What to work on:
An exact copy of every entry is needed, without the pictures.

[Natural language region descriptions]
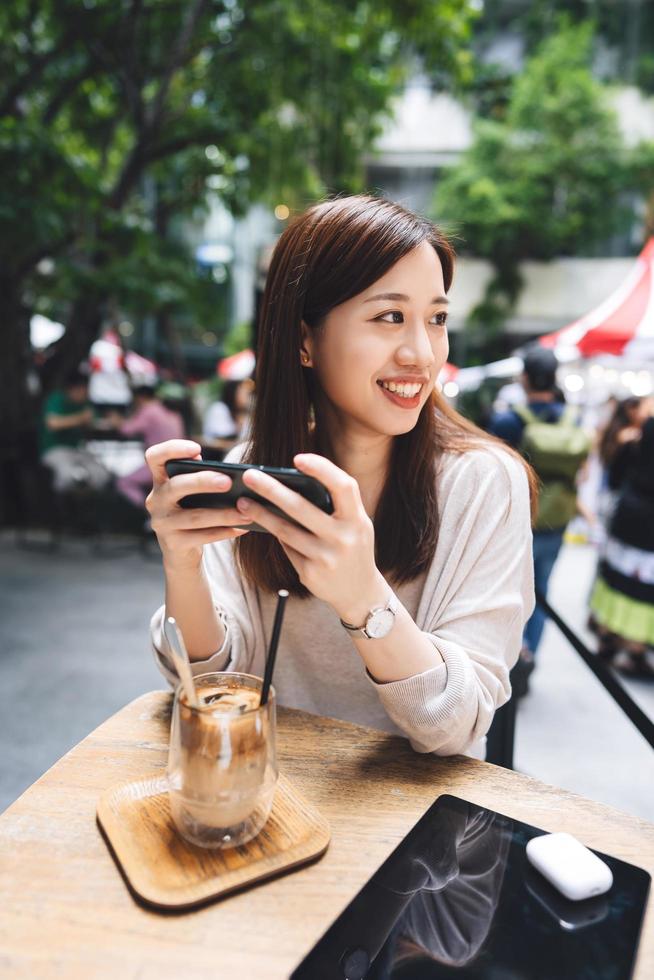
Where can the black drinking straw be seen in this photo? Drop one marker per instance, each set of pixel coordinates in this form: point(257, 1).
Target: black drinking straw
point(272, 649)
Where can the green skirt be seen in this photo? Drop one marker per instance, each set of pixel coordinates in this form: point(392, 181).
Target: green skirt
point(628, 618)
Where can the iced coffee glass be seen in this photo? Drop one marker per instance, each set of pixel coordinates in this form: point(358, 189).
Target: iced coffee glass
point(222, 767)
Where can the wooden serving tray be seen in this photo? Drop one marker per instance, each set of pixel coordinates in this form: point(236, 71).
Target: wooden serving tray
point(166, 872)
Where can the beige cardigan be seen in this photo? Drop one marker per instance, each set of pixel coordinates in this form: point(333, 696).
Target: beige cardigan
point(472, 603)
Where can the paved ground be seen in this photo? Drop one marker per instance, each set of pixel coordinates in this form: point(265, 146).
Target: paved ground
point(74, 649)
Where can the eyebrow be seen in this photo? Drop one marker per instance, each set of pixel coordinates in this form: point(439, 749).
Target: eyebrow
point(401, 297)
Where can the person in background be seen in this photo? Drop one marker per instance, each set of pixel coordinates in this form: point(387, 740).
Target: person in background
point(226, 420)
point(616, 443)
point(67, 417)
point(153, 423)
point(622, 601)
point(545, 403)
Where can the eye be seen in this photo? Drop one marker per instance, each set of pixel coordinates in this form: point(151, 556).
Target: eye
point(396, 316)
point(440, 319)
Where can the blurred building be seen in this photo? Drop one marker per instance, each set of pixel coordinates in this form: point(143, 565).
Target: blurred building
point(427, 133)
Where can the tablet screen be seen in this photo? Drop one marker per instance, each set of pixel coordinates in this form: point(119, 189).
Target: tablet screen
point(458, 898)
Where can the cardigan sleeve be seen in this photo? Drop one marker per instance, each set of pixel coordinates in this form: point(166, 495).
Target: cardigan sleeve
point(237, 605)
point(478, 594)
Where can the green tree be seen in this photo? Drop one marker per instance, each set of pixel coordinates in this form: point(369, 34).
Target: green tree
point(547, 180)
point(117, 119)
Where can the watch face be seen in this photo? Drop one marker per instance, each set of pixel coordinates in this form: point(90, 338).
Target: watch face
point(380, 624)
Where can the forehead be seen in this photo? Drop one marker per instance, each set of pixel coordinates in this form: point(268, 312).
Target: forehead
point(417, 273)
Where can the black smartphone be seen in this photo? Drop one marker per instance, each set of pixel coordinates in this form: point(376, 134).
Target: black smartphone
point(457, 897)
point(307, 486)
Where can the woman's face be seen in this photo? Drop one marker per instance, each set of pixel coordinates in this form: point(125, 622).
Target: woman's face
point(378, 355)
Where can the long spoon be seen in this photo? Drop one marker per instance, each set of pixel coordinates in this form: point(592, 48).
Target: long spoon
point(181, 660)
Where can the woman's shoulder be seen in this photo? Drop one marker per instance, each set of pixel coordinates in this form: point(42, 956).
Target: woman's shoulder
point(487, 459)
point(487, 468)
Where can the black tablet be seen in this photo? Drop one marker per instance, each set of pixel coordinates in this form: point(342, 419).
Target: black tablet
point(457, 898)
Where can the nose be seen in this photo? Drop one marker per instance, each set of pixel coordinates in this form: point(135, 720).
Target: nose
point(416, 348)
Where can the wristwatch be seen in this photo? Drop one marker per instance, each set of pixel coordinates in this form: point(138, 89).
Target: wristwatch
point(379, 621)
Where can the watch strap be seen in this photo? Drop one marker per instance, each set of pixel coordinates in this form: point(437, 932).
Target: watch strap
point(391, 606)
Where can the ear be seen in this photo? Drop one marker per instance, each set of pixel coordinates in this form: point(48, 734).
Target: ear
point(306, 346)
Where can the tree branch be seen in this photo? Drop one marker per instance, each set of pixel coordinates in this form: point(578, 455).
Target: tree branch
point(177, 59)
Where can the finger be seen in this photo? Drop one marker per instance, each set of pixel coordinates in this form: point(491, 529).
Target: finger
point(292, 503)
point(303, 541)
point(157, 456)
point(343, 488)
point(203, 481)
point(183, 520)
point(194, 539)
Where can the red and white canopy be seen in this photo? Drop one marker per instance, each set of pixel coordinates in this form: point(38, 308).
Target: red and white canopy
point(623, 325)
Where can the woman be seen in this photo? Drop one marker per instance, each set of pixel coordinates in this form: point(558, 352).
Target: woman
point(622, 602)
point(226, 420)
point(431, 518)
point(614, 448)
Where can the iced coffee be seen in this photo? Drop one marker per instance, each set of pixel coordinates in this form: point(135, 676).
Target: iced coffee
point(222, 768)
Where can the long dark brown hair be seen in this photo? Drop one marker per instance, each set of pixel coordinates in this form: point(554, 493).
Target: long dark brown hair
point(333, 252)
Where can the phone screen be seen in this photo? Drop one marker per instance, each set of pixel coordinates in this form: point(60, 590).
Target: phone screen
point(458, 898)
point(308, 487)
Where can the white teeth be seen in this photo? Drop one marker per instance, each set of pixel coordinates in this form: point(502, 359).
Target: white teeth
point(404, 390)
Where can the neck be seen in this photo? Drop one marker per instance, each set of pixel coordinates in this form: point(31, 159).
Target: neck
point(364, 455)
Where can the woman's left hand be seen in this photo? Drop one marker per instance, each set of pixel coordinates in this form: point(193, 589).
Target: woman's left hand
point(333, 554)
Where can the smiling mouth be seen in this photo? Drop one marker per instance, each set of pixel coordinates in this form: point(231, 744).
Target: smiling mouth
point(404, 389)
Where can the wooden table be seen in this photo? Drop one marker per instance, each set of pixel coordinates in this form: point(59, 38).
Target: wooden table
point(66, 912)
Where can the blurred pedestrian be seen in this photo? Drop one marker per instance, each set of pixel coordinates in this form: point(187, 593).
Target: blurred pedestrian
point(226, 420)
point(67, 418)
point(546, 431)
point(622, 602)
point(153, 423)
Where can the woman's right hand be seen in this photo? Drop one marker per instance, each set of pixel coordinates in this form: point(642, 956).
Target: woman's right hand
point(182, 533)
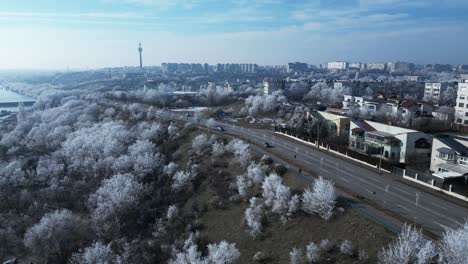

Solution to the problem:
Where can the black drinking straw be seen in this photo? Drop one marker per instance, each set of pixel coordinates in this form: point(257, 1).
Target: black drinking straw
point(272, 649)
Where can the green skirt be seen in this photo? Drop one marker per instance, each set of pixel coordinates in this form: point(392, 181).
Target: green skirt
point(628, 618)
Where can the iced coffee glass be seen in this photo? Drop one marker per instance, each set of pixel coordinates in this form: point(358, 189).
Target: iced coffee glass
point(222, 767)
Where can the wooden serving tray be seen in this photo? Drop one marker per instance, each set of pixel coordinates in this form: point(236, 71).
Target: wooden serving tray
point(166, 872)
Where can the beige cardigan be seen in this photo? Drop one marker per instance, each set of pixel coordinates in this form: point(333, 696).
Target: beige cardigan
point(472, 603)
Where can the paved ground be seen in this photo? Drop one marker per instance, each set of pixel coordinates in this form: point(265, 146).
Target: paved ground
point(74, 649)
Where can the eyebrow be seen in this photo? Drop one marker per instance, each set of pixel coordinates in this form: point(439, 749).
Target: eyebrow
point(401, 297)
Where can the person in background be seen in this photo? Drop one marker per instance, each set of pixel coordinates in this form: point(387, 740).
Target: person in background
point(226, 420)
point(616, 443)
point(67, 417)
point(153, 423)
point(622, 601)
point(545, 403)
Where can the eye be seen in this photo? Drop one marker per instance, each set of pixel coordinates in this form: point(151, 556).
Target: eye
point(396, 316)
point(440, 319)
Where can the blurred building be seen in this photo? Drop one marker per instance, each set of pixel coordinates in this form: point(143, 565).
Target: blurred building
point(427, 133)
Where can the tablet screen be seen in this photo? Drop one marker per instance, each set of pixel coordinates in this form: point(119, 189).
Target: tablet screen
point(458, 898)
Where can the cardigan sleeve be seen in this photo? Drop one marker per instance, each set of pixel coordinates in this form: point(166, 495).
Target: cardigan sleeve
point(237, 605)
point(478, 594)
Where can the green tree be seen in this photo? Drop one marker per instance, each set of pixel coordinates in this form: point(369, 34).
Target: green tree
point(547, 180)
point(117, 119)
Where can the watch face be seen in this photo? Drop one marker per instance, each set of pixel coordinates in this form: point(90, 338).
Target: watch face
point(380, 624)
Where can the forehead be seen in this photo? Drop one marker per instance, each set of pixel coordinates in this form: point(268, 312).
Target: forehead
point(417, 273)
Where can the black smartphone be seen in this photo? Drop one marker per instance, each set of pixel coordinates in this form: point(376, 134).
Target: black smartphone
point(457, 897)
point(307, 486)
Where can the woman's face be seen in this photo? Drop one marker per instance, each set of pixel coordinates in this form: point(125, 622).
Target: woman's face
point(378, 355)
Where can the long spoon be seen in this photo? Drop one marker per instance, each set of pixel coordinates in this form: point(592, 48).
Target: long spoon
point(181, 660)
Where can the woman's shoulder be seen in this photo? Drop one marker per instance, each set of pixel coordinates in this form: point(42, 956).
Target: woman's shoulder
point(487, 459)
point(487, 468)
Where can the black tablet be seen in this photo? Drop one marker per instance, each set of pixel coordinates in this form: point(342, 419).
Target: black tablet
point(457, 898)
Where can the nose be seen in this photo? Drop one marker per instance, each set of pixel coordinates in this form: point(135, 720).
Target: nose
point(416, 348)
Where can the wristwatch be seen in this photo? Drop one marker per instance, each set of pixel coordinates in this form: point(138, 89).
Target: wristwatch
point(379, 621)
Where can the watch strap be seen in this photo? Drop one marker per instance, each set of pixel coordinates in this form: point(437, 932).
Target: watch strap
point(391, 606)
Where can the ear be seen in this photo? Drop one marker per instance, each set of pixel coordinates in this form: point(48, 734).
Target: ear
point(306, 346)
Where can the tree branch be seen in this photo? Drop one marker per instance, each set of pixel coordinates in this form: point(578, 455).
Target: tree branch
point(177, 59)
Where can the finger be seen in this photo? Drop one marker per instance, each set of pixel coordinates in this form: point(491, 529).
Target: finger
point(292, 503)
point(303, 541)
point(157, 456)
point(343, 488)
point(203, 481)
point(183, 520)
point(194, 539)
Where can the red and white canopy be seen in this photo? Drop one marker per instance, each set of pixel coordinates in this form: point(38, 308).
Target: red and white canopy
point(623, 325)
Where can the woman be seen in this photo? Drop one marker per instance, each set of pixel coordinates in this form: point(558, 352).
Target: woman
point(622, 602)
point(226, 420)
point(431, 518)
point(614, 448)
Where can the iced coffee be seen in this photo? Drop one marker per instance, each set of pixel coordinates in this form: point(135, 676).
Target: iced coffee
point(222, 768)
Where can the long dark brown hair be seen in this photo? Drop one marker per instance, each set of pixel coordinates in this form: point(554, 493).
Target: long dark brown hair
point(333, 252)
Where can the phone screen be seen in this photo? Drop one marker per instance, each set of pixel coordinates in this form: point(60, 590).
Target: phone screen
point(458, 898)
point(308, 487)
Where can the white teeth be seen in this photo? Drop one marker per instance, each set of pixel coordinates in this form: point(502, 359).
Target: white teeth
point(404, 390)
Where can the neck be seen in this photo? Drop one marker per instance, each set of pixel coordinates in this form: point(31, 159).
Target: neck
point(364, 455)
Where can the woman's left hand be seen in this photo? Drop one marker per instance, each set of pixel coordinates in this form: point(193, 589).
Target: woman's left hand
point(333, 554)
Where can the smiling mouth be seen in this photo? Drop one marker per instance, each set of pixel coordinates in this form: point(231, 744).
Target: smiling mouth
point(404, 389)
Where can the wooden table be seen in this photo? Drop one marker per instance, each set of pixel coordinates in this form: point(59, 38).
Target: wooden table
point(66, 912)
Where can the blurred pedestrian be seen in this photo? Drop one marker per instance, each set of pixel coordinates in this form: point(187, 593).
Target: blurred pedestrian
point(226, 420)
point(67, 418)
point(546, 431)
point(622, 602)
point(153, 423)
Where can the woman's right hand be seen in this photo? Drop one marker per instance, each set of pixel coordinates in this form: point(642, 956).
Target: woman's right hand
point(182, 533)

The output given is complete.